• [AIM] Everything from the line with "Query: cluster of mozzarella balls" through the last line of the records below should be copied exactly, both ends included.

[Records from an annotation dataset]
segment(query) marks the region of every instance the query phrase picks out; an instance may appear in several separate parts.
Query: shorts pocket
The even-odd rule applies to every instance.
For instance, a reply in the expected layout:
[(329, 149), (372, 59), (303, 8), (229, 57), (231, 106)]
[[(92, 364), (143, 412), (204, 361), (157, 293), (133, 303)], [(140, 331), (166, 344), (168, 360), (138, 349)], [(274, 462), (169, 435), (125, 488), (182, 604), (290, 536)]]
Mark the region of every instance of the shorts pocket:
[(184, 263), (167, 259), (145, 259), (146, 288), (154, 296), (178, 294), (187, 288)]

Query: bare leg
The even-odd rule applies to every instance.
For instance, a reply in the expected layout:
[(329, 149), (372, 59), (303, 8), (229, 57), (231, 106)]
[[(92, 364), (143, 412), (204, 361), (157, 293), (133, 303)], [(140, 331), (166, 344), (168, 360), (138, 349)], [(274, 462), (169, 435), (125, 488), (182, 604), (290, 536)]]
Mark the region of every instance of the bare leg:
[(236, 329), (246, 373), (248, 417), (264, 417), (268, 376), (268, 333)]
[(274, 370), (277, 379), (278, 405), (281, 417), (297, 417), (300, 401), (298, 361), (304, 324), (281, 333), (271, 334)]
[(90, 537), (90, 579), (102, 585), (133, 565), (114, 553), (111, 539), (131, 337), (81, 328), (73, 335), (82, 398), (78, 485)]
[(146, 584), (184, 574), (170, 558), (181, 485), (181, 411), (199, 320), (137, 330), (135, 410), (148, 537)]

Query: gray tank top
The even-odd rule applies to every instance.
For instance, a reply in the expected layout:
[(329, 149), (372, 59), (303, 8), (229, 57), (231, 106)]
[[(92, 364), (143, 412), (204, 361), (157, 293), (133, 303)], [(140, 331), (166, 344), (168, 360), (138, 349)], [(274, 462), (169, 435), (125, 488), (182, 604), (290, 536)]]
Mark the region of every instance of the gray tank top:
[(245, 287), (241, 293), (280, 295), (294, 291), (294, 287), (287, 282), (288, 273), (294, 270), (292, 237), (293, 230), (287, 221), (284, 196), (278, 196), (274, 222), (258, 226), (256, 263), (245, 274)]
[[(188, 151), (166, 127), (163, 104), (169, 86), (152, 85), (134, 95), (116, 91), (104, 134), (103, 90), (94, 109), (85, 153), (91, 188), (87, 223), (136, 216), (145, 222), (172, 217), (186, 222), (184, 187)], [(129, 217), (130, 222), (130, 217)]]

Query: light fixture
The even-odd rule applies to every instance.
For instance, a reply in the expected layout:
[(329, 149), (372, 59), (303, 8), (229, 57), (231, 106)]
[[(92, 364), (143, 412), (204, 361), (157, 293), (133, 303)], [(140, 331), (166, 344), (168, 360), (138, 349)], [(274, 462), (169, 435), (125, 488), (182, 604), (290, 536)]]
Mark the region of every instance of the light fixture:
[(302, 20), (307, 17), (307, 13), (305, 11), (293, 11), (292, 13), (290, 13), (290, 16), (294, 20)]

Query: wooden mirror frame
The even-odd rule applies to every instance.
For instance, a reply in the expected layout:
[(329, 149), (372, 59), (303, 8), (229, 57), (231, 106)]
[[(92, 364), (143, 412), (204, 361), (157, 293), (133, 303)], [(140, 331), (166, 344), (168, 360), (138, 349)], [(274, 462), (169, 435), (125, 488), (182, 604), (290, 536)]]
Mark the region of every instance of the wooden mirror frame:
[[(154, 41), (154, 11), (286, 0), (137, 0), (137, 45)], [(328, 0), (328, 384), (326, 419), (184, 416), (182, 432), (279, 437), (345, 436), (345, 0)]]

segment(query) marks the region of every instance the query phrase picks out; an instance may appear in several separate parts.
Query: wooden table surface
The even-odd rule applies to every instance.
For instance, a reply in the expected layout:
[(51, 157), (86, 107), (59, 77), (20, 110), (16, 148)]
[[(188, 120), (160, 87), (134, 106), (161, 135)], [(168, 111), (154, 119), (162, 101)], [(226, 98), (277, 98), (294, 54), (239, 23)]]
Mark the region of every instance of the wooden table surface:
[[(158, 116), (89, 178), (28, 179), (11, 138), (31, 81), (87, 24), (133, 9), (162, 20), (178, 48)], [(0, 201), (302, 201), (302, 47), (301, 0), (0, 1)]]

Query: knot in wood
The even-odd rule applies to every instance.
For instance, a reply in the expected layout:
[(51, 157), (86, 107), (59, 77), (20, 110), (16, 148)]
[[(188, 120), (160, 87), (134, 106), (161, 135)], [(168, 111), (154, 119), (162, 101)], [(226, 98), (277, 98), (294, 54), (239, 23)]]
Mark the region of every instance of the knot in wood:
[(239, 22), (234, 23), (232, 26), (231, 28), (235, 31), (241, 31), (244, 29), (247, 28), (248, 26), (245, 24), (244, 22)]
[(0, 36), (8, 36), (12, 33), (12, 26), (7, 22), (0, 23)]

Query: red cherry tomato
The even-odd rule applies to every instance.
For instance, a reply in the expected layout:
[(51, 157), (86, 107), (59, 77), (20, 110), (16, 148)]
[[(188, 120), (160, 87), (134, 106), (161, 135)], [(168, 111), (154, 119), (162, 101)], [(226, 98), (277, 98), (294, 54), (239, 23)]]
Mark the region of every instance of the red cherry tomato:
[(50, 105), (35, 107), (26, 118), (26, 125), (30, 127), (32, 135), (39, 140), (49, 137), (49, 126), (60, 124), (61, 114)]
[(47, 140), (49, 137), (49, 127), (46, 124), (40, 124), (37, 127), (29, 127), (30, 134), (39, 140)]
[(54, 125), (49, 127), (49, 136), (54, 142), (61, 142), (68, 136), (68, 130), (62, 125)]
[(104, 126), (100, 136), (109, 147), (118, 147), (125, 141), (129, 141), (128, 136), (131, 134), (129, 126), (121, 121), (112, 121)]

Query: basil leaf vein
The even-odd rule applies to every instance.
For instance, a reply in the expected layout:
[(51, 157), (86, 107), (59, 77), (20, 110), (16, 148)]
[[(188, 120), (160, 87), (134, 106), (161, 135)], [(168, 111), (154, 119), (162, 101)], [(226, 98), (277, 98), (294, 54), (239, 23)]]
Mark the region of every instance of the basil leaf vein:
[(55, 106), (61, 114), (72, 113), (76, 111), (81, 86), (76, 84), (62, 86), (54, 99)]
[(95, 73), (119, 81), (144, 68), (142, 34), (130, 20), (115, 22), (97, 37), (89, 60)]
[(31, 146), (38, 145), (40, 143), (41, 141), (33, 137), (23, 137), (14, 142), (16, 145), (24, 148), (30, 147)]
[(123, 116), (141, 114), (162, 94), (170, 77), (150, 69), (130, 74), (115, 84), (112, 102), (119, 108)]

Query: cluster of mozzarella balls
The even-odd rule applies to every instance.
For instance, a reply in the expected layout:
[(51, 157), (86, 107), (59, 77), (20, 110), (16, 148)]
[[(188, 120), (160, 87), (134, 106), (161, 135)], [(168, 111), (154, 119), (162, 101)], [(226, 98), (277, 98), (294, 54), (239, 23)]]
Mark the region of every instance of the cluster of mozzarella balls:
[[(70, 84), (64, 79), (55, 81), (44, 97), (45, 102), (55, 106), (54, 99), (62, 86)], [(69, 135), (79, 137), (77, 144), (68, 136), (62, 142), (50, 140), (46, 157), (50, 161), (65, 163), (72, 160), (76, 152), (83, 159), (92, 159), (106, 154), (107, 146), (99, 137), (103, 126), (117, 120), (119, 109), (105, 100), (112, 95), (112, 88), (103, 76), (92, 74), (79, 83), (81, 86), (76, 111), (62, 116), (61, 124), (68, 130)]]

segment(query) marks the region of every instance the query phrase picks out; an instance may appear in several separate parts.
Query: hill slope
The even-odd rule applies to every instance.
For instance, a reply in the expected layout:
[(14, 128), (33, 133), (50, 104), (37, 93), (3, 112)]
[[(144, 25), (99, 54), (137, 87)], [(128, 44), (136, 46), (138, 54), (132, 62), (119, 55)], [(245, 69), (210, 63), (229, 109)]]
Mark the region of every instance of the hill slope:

• [SOLVED EXERCISE]
Query: cluster of mozzarella balls
The even-odd rule applies to every instance.
For instance, a reply in the expected layout:
[(51, 157), (86, 107), (59, 77), (20, 110), (16, 148)]
[[(188, 120), (160, 87), (134, 106), (161, 135)], [(168, 111), (154, 119), (162, 101)], [(226, 98), (277, 98), (294, 54), (239, 23)]]
Mark the region of every instance of the cluster of mozzarella balls:
[[(70, 84), (64, 79), (55, 81), (44, 97), (45, 102), (55, 106), (54, 99), (62, 86)], [(69, 135), (79, 137), (77, 144), (68, 136), (62, 142), (50, 140), (46, 157), (50, 161), (65, 163), (72, 160), (76, 152), (83, 159), (92, 159), (106, 154), (107, 146), (99, 137), (103, 126), (117, 120), (119, 109), (105, 100), (112, 95), (112, 88), (103, 76), (92, 74), (79, 83), (81, 86), (76, 111), (62, 116), (61, 124), (68, 130)]]

segment(query) marks the region of every instance the query phrase picks out; an instance may appear in several separate parts.
Query: hill slope
The even-odd rule applies to every instance.
For instance, a reply in the expected layout:
[(14, 128), (33, 133), (50, 104), (37, 93), (3, 112)]
[[(144, 25), (99, 54), (137, 87)], [(128, 44), (136, 46), (138, 54), (132, 62), (119, 55)], [(245, 69), (210, 63), (229, 109)]]
Mark the region of every instance of the hill slope:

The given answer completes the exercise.